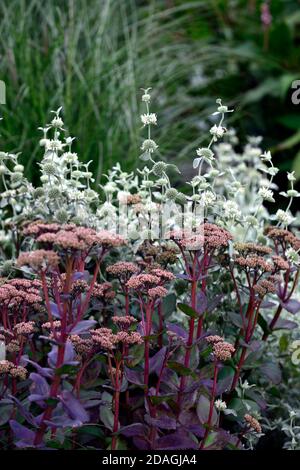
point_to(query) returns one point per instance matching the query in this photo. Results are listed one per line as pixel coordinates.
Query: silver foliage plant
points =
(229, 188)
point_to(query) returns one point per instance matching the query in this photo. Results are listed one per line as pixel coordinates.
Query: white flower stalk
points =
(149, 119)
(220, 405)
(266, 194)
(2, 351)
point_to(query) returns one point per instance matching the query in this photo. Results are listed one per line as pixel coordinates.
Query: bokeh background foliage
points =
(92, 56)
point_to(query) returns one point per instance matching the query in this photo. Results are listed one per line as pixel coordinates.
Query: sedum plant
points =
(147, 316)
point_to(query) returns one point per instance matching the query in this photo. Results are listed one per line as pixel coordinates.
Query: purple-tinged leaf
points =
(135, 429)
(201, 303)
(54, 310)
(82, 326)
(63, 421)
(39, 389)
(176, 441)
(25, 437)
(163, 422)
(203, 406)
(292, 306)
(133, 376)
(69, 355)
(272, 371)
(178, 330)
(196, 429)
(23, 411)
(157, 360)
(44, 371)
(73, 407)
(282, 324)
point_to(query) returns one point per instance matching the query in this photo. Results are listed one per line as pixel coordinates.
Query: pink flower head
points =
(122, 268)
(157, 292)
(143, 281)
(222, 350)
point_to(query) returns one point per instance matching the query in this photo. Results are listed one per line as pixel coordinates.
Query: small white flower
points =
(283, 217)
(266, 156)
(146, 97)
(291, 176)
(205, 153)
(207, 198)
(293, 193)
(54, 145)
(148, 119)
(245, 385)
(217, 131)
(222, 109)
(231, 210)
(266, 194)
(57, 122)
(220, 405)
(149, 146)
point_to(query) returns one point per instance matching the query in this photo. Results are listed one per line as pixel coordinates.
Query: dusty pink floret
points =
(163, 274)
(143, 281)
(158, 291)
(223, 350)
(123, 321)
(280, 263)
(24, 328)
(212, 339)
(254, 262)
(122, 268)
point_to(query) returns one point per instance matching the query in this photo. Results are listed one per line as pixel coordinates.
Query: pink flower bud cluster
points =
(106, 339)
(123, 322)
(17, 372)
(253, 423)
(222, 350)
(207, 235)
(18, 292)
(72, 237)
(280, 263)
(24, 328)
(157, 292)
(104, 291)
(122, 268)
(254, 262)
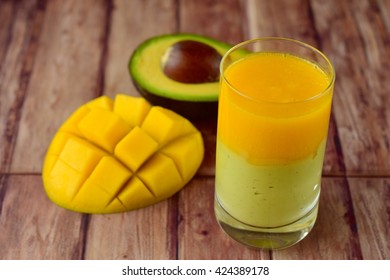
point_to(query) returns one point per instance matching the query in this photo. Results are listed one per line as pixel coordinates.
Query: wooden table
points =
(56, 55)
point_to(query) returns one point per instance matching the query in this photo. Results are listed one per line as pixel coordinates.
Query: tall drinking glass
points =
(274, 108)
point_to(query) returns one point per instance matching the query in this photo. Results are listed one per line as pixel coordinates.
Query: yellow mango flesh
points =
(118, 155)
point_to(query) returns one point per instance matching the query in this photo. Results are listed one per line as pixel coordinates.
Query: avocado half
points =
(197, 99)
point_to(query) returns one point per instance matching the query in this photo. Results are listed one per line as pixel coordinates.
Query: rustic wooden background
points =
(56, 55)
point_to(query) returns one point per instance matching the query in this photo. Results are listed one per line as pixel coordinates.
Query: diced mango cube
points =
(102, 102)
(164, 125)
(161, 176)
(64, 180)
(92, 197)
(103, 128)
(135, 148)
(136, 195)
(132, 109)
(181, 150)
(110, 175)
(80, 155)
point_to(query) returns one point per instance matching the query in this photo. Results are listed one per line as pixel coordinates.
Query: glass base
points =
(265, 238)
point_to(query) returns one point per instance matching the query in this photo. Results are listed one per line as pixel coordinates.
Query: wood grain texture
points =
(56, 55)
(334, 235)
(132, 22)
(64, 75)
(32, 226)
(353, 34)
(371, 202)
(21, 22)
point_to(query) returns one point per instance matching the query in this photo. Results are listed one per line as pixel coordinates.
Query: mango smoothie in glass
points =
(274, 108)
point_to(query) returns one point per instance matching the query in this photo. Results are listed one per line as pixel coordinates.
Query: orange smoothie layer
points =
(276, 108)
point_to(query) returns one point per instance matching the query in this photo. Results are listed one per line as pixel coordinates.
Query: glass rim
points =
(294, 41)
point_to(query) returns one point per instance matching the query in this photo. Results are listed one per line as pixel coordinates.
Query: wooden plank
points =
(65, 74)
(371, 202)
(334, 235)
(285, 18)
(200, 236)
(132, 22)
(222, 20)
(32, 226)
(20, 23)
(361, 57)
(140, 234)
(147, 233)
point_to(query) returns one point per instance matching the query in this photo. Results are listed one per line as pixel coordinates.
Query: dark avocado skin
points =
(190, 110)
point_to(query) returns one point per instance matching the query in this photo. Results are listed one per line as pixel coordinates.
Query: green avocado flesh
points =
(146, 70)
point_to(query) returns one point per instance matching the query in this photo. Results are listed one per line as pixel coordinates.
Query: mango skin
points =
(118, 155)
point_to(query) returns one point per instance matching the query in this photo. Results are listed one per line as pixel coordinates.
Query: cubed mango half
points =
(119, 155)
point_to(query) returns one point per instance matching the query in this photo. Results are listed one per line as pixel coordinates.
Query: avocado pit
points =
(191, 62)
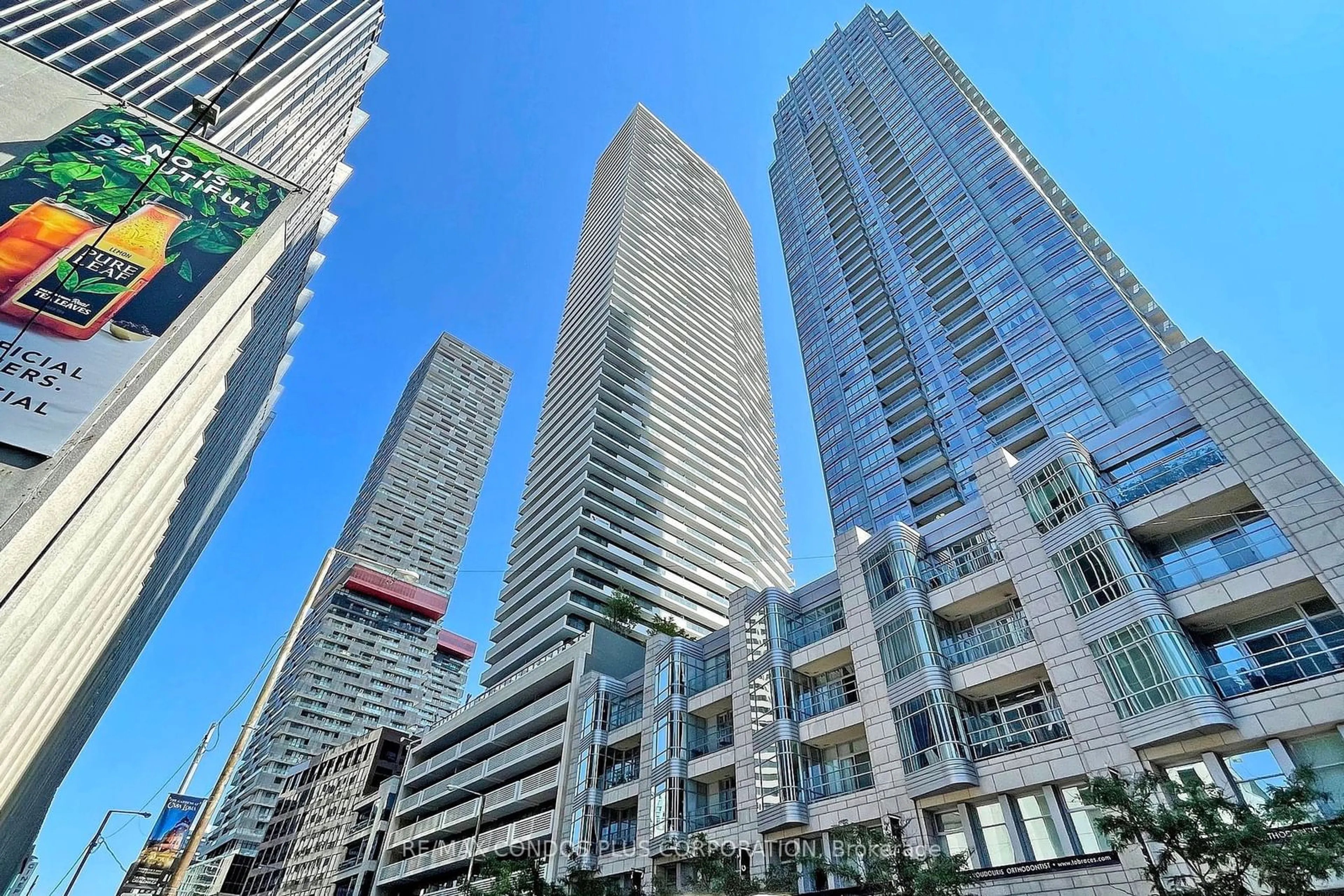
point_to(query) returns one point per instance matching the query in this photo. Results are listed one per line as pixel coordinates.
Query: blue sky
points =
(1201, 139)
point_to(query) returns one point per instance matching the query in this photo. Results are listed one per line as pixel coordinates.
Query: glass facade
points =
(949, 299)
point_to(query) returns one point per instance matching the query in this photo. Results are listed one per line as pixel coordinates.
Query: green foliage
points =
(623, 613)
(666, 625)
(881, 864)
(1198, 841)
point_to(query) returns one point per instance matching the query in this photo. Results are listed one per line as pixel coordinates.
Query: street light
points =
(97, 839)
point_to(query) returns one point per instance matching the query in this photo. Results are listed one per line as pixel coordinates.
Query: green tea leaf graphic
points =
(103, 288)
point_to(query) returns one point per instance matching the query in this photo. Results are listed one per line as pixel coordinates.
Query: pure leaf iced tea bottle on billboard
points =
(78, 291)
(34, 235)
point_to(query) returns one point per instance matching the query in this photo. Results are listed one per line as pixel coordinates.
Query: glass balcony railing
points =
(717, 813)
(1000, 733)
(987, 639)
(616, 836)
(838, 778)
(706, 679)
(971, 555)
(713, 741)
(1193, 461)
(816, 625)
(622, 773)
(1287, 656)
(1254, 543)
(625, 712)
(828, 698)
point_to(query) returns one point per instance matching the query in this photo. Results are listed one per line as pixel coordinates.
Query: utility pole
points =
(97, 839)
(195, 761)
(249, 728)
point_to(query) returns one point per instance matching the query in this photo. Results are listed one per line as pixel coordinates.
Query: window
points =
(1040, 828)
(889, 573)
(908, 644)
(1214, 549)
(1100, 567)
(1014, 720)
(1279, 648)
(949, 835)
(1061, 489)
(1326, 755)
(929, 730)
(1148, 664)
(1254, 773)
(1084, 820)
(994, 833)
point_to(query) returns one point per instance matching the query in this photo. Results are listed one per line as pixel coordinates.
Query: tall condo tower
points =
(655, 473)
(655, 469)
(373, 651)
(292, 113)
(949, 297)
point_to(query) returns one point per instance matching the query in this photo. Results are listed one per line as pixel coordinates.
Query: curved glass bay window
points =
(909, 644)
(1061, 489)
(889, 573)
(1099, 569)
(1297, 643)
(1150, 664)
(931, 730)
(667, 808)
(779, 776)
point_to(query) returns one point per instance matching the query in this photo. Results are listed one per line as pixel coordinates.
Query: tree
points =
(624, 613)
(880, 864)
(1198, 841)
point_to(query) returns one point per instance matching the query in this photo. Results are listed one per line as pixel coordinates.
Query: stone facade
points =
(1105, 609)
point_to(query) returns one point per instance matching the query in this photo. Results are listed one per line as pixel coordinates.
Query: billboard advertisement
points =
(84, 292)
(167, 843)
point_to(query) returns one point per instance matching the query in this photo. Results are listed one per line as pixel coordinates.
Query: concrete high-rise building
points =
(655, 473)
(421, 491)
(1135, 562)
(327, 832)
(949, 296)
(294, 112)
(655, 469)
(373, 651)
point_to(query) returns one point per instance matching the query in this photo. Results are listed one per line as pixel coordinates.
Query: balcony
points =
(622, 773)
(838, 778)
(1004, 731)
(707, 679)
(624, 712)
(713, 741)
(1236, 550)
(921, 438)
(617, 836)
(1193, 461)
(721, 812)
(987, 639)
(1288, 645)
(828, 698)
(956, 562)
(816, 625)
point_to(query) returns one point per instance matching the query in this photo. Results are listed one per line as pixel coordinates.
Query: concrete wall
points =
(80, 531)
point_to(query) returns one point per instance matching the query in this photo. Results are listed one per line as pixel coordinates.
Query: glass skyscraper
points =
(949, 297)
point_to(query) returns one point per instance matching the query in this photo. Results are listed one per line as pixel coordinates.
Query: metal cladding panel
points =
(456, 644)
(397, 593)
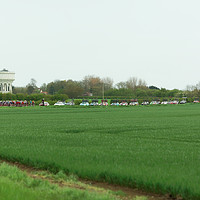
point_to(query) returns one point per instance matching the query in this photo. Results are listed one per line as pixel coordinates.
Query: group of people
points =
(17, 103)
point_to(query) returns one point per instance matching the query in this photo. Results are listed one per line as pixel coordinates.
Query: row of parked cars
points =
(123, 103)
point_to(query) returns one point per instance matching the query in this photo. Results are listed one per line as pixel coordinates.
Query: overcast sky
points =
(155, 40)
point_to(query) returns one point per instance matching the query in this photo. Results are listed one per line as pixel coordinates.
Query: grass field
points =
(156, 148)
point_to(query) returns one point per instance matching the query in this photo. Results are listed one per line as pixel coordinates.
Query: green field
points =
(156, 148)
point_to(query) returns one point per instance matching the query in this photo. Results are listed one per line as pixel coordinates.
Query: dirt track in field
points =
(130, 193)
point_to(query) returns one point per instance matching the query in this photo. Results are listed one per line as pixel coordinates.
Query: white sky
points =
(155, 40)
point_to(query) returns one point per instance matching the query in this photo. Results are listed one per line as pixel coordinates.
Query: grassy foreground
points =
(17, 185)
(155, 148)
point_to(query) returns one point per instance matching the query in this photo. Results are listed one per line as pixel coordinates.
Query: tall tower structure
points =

## Work request
The line that contains "Query: metal cladding panel" opens the part to copy, and the last line of the records closes it; set down those lines exactly, pictures excluded.

## Result of this task
Query: metal cladding panel
points =
(456, 644)
(397, 593)
point_to(query) returns one point per instance matching the query in this photo. Results are listed one per line as pixel coordinates.
Query: group of people
points =
(17, 103)
point_to(query) returns one point per instance matching the query in this photo. Results are listed one per line as pixel coordinates.
Query: row of parked cars
points =
(123, 103)
point_to(query) returns one point per instance matching the query in this photo. Results are listed one per line as pixel coordinates.
Query: overcast sky
points =
(155, 40)
point_to(query) returns one point per instance matching the query in this photo. Results are listed one per line as pixel coordinates.
Query: grass field
points =
(156, 148)
point_to(query) returns one point per instance matching the query in this photo. Results are listed one per line as pixel coordinates.
Query: green field
points =
(156, 148)
point_to(query) returns one point per instance matching the query in this photo. Results are listed one per line as pixel coordinates.
Query: dirt track in field
points =
(130, 193)
point_to(query) returns one point per instance matching the query in this photo. Results are listed one per line as pixel coordinates.
Query: white sky
points =
(155, 40)
point_to(query) returns one point per instance matching the query in this photo. Results are listed one per line as pixel coordinates.
Query: grassy foreground
points =
(17, 185)
(155, 148)
point_to(query) returns one point per instance matching the query in this photo. Results are listed one per line as pixel coordinates.
Query: tall tower structure
points =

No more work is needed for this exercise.